Tasks and exercises:
• 1. In the excerpt on U.S. Cuba policy and the Caribbean, rewrite everything from "Trafficking in persons is" down to "women and girls.", with "vigorously" replaced by "energetically".
• 2. Answer these questions on the excerpt on U.S. Cuba policy and the Caribbean.
(a) What will the answers to the questionnaire be used to compile?
(b) What help has every Caribbean country sought and received from Cuba?
(c) Which vulnerable persons does the excerpt name in particular?
• 3. Extend the excerpt on U.S. Cuba policy and the Caribbean, picking up right after its final sentence.

Excerpt to read:
Little publicized is a corollary of the Trump-Pompeo Cuba policy for the countries of CARICOM. Less than a month ago, the U.S. government sent a questionnaire to Caribbean countries. The answers will be used to compile its annual Trafficking in Persons (TIP) report that is submitted to the U.S. Congress. The December questionnaire included a new and sinister section related specifically to workers from China and Cuba.
In relation to Cuba — from which every Caribbean country has sought and received — vital help through the provision of medical personnel, the U.S. asks questions which are entirely the business of a sovereign State, or the business of sovereign States which have entered contracts. The questions intrude glaringly on State rights. Were the same questions put to the government of the U.S., it would quite rightly firmly reject the very audacity of asking them.
Trafficking in persons is a very troubling activity. It is one that every country should combat vigorously. In this regard, it is true to say that Caribbean countries have worked diligently with the U.S. to try to stamp out the activity, related to what amounts to modern-day slavery in its worse form, and at its best to the criminal exploitation of vulnerable persons, particularly women and girls.

Data for analysis:
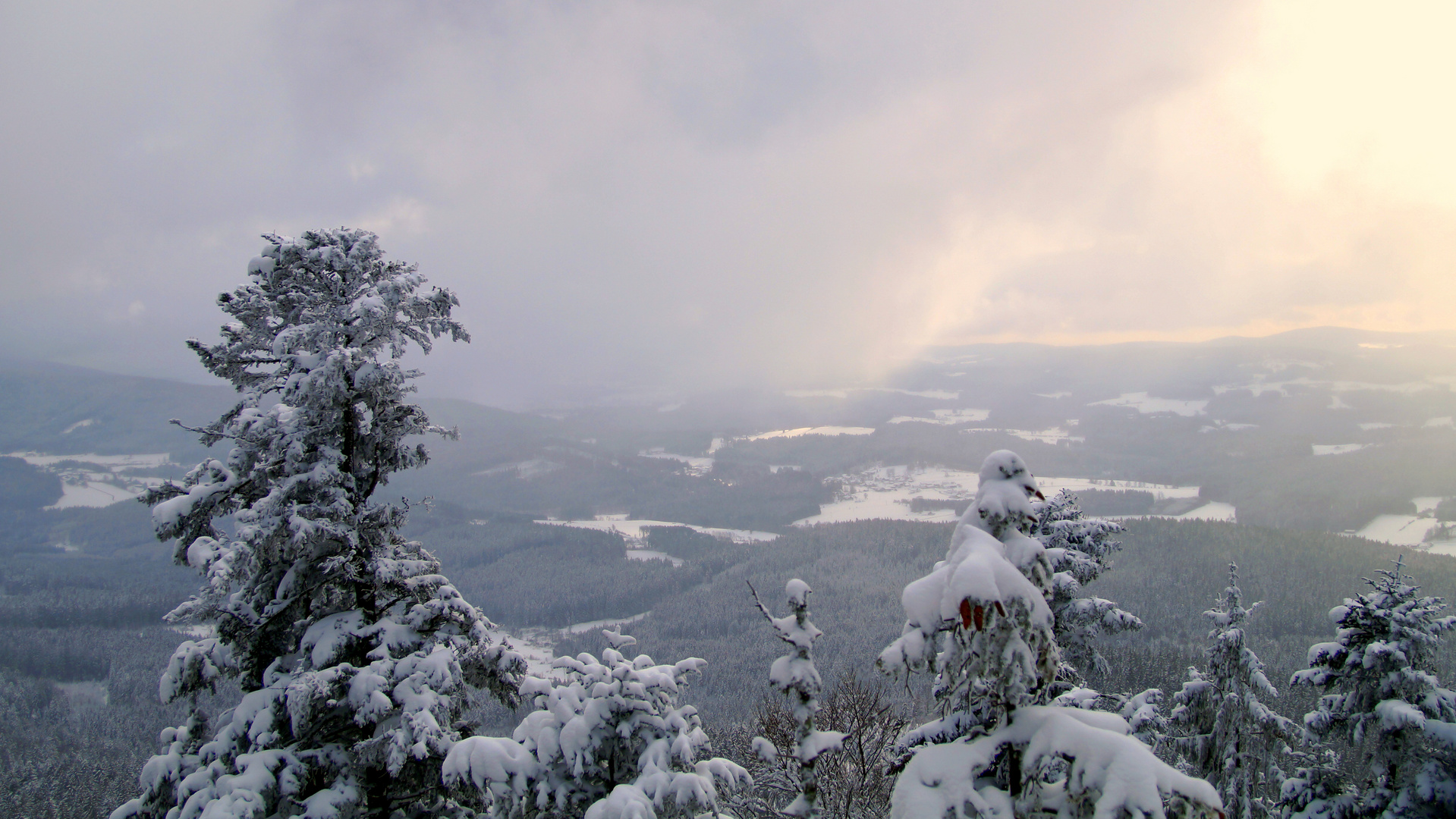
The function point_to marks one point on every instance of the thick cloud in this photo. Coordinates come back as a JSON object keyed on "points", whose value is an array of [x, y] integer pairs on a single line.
{"points": [[634, 196]]}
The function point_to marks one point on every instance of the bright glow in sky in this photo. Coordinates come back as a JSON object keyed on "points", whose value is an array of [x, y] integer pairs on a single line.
{"points": [[631, 196]]}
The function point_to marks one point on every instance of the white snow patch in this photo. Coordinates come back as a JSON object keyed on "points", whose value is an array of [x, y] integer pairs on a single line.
{"points": [[1213, 511], [1398, 530], [945, 416], [654, 554], [594, 624], [114, 463], [697, 464], [885, 492], [631, 530], [1337, 448], [1424, 505], [1146, 405], [1053, 435], [804, 431]]}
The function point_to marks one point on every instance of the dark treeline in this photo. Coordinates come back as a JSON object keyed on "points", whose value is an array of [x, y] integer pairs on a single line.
{"points": [[80, 678]]}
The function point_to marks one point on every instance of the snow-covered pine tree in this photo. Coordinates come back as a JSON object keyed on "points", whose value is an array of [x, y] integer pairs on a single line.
{"points": [[1384, 698], [980, 620], [608, 741], [1229, 736], [354, 654], [1079, 549], [797, 676]]}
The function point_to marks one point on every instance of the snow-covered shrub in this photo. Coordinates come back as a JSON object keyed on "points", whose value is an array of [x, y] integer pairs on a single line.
{"points": [[354, 654], [982, 623], [1079, 549], [1382, 697], [795, 676], [1229, 736], [608, 741]]}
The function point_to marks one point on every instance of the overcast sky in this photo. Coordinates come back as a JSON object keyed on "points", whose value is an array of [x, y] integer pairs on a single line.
{"points": [[700, 194]]}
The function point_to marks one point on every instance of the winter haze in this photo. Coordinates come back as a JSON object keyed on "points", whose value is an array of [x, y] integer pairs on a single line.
{"points": [[637, 196]]}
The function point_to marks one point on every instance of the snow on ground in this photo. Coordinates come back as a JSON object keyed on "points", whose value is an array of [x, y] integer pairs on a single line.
{"points": [[654, 554], [885, 492], [697, 464], [1424, 505], [98, 480], [1337, 448], [1053, 435], [1146, 405], [945, 416], [92, 494], [616, 624], [114, 463], [1226, 427], [1398, 530], [1215, 511], [719, 443], [632, 530]]}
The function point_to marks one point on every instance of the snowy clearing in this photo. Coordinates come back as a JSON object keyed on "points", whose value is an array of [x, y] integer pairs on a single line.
{"points": [[1424, 505], [1398, 530], [1146, 405], [654, 554], [114, 463], [632, 530], [618, 623], [1337, 448], [945, 416], [697, 464], [1053, 435], [1215, 511], [885, 492]]}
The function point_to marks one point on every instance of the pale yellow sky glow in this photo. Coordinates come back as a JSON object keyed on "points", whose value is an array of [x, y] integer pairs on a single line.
{"points": [[1308, 177], [740, 193]]}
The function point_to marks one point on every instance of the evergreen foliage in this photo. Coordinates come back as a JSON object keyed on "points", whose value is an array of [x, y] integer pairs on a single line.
{"points": [[1229, 736], [797, 676], [980, 620], [1382, 697], [353, 652], [1079, 551], [608, 739]]}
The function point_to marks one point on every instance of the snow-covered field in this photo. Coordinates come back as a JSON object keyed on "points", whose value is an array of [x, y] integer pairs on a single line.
{"points": [[632, 530], [1337, 448], [697, 464], [1398, 530], [1053, 435], [98, 480], [945, 416], [1146, 405], [885, 492]]}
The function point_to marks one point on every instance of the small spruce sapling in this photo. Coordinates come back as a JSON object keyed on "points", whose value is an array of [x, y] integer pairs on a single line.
{"points": [[1229, 736], [982, 623], [354, 654], [608, 741], [797, 676], [1384, 698]]}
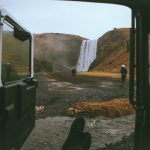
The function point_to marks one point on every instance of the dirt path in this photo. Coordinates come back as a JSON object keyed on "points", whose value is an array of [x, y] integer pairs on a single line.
{"points": [[55, 95]]}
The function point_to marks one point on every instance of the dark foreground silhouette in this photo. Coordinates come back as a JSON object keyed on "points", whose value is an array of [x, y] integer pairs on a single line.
{"points": [[77, 138]]}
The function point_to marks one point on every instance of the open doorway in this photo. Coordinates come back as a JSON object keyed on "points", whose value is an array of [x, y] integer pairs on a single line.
{"points": [[63, 89]]}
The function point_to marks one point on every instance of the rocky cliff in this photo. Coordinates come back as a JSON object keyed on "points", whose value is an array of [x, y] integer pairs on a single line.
{"points": [[60, 52], [57, 52], [113, 51]]}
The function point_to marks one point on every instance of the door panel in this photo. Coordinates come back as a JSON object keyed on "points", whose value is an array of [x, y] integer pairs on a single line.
{"points": [[18, 115]]}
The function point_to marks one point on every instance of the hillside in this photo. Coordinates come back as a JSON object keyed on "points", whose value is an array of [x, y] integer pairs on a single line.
{"points": [[113, 51], [56, 51]]}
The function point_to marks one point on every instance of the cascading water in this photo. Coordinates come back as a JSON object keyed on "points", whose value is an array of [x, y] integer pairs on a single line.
{"points": [[87, 55]]}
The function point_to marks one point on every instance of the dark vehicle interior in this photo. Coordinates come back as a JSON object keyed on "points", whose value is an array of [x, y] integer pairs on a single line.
{"points": [[17, 99]]}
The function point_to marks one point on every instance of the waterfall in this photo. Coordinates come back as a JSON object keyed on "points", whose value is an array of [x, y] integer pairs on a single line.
{"points": [[87, 55]]}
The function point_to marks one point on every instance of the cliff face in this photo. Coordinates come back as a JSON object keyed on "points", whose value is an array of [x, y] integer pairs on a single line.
{"points": [[57, 51], [113, 51], [60, 52]]}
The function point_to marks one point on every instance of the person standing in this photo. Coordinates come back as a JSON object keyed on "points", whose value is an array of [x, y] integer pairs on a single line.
{"points": [[123, 75]]}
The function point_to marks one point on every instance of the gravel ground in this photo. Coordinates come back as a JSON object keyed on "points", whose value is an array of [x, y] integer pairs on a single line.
{"points": [[53, 123]]}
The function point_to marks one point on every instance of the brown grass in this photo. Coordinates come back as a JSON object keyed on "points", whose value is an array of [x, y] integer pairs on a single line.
{"points": [[112, 109], [102, 74]]}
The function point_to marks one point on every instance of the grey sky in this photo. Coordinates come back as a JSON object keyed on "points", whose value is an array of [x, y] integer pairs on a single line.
{"points": [[89, 20]]}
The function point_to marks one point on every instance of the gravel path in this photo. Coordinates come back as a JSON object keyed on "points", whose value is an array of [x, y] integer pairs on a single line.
{"points": [[53, 123]]}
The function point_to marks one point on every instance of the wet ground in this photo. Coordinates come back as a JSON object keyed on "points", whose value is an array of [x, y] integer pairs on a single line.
{"points": [[56, 93]]}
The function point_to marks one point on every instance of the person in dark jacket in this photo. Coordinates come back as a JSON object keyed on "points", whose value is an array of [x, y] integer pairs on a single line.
{"points": [[123, 75]]}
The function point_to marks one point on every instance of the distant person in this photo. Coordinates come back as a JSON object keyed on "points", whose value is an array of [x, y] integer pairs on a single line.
{"points": [[123, 75], [73, 71]]}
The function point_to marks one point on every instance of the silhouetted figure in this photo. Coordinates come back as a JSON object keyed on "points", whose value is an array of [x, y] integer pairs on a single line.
{"points": [[77, 138], [123, 75], [73, 71]]}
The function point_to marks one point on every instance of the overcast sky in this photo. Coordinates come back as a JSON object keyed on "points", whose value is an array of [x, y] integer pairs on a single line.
{"points": [[90, 20]]}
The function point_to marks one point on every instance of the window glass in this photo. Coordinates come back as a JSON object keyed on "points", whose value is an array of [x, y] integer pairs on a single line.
{"points": [[15, 54]]}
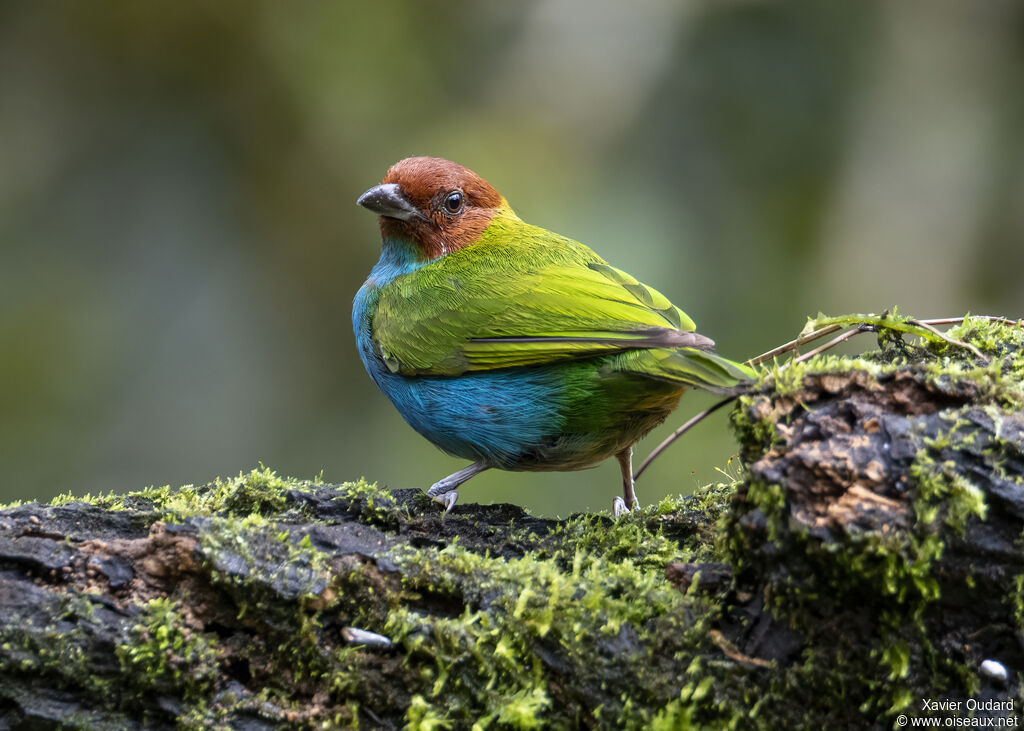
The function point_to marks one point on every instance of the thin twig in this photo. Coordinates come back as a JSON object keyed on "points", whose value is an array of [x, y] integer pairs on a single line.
{"points": [[951, 341], [957, 320], [680, 431], [830, 344], [794, 344]]}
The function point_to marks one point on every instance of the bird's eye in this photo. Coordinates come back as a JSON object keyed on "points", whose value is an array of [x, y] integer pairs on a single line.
{"points": [[454, 202]]}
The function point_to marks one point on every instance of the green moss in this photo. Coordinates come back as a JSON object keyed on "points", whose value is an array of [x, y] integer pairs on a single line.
{"points": [[167, 656]]}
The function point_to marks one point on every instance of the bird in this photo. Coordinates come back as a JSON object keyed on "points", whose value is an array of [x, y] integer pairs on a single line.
{"points": [[511, 346]]}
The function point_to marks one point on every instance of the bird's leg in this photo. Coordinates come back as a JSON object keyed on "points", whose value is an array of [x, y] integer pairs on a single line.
{"points": [[444, 490], [619, 505]]}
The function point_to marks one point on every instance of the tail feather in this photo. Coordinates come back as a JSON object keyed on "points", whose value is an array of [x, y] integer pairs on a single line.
{"points": [[691, 367]]}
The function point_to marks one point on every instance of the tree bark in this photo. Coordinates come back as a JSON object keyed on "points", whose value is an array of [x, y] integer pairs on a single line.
{"points": [[866, 564]]}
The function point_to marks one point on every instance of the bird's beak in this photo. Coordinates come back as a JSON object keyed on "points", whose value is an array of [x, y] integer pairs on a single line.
{"points": [[386, 200]]}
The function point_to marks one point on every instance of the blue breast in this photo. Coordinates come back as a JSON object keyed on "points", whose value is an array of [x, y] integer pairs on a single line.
{"points": [[505, 418]]}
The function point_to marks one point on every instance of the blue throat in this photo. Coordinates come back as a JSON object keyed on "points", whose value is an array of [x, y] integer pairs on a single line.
{"points": [[498, 417]]}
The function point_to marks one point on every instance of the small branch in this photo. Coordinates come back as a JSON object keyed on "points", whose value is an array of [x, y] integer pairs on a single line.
{"points": [[795, 344], [679, 432], [951, 341], [830, 344]]}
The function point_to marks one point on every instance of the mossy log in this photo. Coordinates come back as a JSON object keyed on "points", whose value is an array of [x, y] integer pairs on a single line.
{"points": [[865, 563]]}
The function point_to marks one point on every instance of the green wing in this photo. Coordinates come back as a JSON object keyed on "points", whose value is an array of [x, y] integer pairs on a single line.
{"points": [[516, 298]]}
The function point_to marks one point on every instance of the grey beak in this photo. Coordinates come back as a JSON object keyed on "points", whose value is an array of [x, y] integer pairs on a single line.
{"points": [[386, 200]]}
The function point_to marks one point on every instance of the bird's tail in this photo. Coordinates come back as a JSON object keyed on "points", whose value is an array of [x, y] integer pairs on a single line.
{"points": [[690, 367]]}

Results in order:
• 1.
Trafficking in persons is a very troubling activity. It is one that every country should combat energetically. In this regard, it is true to say that Caribbean countries have worked diligently with the U.S. to try to stamp out the activity, related to what amounts to modern-day slavery in its worse form, and at its best to the criminal exploitation of vulnerable persons, particularly women and girls.

• 2.
(a) The annual Trafficking in Persons (TIP) report submitted to the U.S. Congress.
(b) The provision of medical personnel.
(c) Women and girls.

• 3.
However, this attempt by the outgoing Trump administration to include Cuban medical workers and professionals, serving Caribbean governments, is an attempt to politicize an otherwise noble cause. The objective appears to be the classification of Cuban medical personnel as “trafficked persons,” thereby implicating both Cuba and Caribbean governments in criminal activity. The latter would be the weaponizing of a policy against countries that discards cooperation against crime and replaces it with coercion.
The implications of this are quite serious and will be a priority of the work of Caribbean countries with the Biden administration and the U.S. Congress because of the dangers posed to them.
Under the U.S. TIP Act, the non-trade related, and non-humanitarian assistance can be withdrawn from any country considered not to be in compliance “with minimum standards for the elimination of trafficking” and “is not making significant efforts to bring itself into compliance with such standards.” Of course, the determination of what is “minimum standards” and “significant efforts” is made entirely by officials of the U.S. government.
Every year, the TIP report classifies countries from Tier 1 (the most acceptable) to Tier 3 (the least acceptable). Of the 14 independent CARICOM countries, two of them — the Bahamas and Guyana — were listed in 2020 at Tier 1. Seven countries were in Tier 2. These were: Antigua and Barbuda, Haiti, Jamaica, Saint Lucia, St. Vincent and the Grenadines, Suriname, and Trinidad and Tobago. On the Tier 2 Watch List were Barbados and Belize. For unclear reasons, Dominica, Grenada, and St. Kitts and Nevis appear in none of the Tiers. In the event, no Caribbean country is at the worst level — Tier 3.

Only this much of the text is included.